Problem requirements: Can you update the listing lines starting at the line that contains "Tag a single point on each instance of the black" and ending at the end of the listing so that "blazer" becomes "jacket", with nothing else changed? Give back only those lines.

========

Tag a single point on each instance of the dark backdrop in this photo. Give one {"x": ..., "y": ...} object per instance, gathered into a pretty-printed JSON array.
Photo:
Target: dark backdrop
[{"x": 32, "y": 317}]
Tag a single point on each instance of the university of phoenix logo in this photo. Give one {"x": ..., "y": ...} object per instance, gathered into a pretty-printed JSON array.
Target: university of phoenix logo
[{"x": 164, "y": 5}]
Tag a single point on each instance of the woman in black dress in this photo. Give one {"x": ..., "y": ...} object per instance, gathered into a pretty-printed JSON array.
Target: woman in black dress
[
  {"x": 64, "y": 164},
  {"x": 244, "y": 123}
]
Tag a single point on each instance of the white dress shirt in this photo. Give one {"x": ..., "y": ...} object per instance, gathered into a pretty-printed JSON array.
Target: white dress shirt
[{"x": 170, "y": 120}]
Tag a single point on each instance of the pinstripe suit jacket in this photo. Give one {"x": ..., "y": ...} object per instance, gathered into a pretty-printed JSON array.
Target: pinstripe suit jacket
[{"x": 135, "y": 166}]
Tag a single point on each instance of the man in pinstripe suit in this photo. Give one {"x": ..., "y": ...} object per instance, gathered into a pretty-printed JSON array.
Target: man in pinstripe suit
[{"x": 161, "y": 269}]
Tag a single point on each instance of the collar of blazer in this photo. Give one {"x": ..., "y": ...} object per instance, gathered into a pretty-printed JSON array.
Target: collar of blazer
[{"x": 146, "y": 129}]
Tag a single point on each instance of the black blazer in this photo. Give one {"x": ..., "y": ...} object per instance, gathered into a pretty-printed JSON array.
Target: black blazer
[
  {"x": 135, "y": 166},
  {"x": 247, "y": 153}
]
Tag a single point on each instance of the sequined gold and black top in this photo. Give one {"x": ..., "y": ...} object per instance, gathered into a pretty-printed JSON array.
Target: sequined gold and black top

========

Answer below:
Tag a single point on each instance of the black jacket in this photo. Give one {"x": ..., "y": ...} object per instance, gathered into a pretty-printed JSON array.
Target: black jacket
[
  {"x": 135, "y": 166},
  {"x": 247, "y": 153}
]
Tag a single point on each instance of the sequined gold and black top in this photo. Give one {"x": ..., "y": ...} object per instance, gathered into a pretty-printed JSON array.
Target: sequined gold and black top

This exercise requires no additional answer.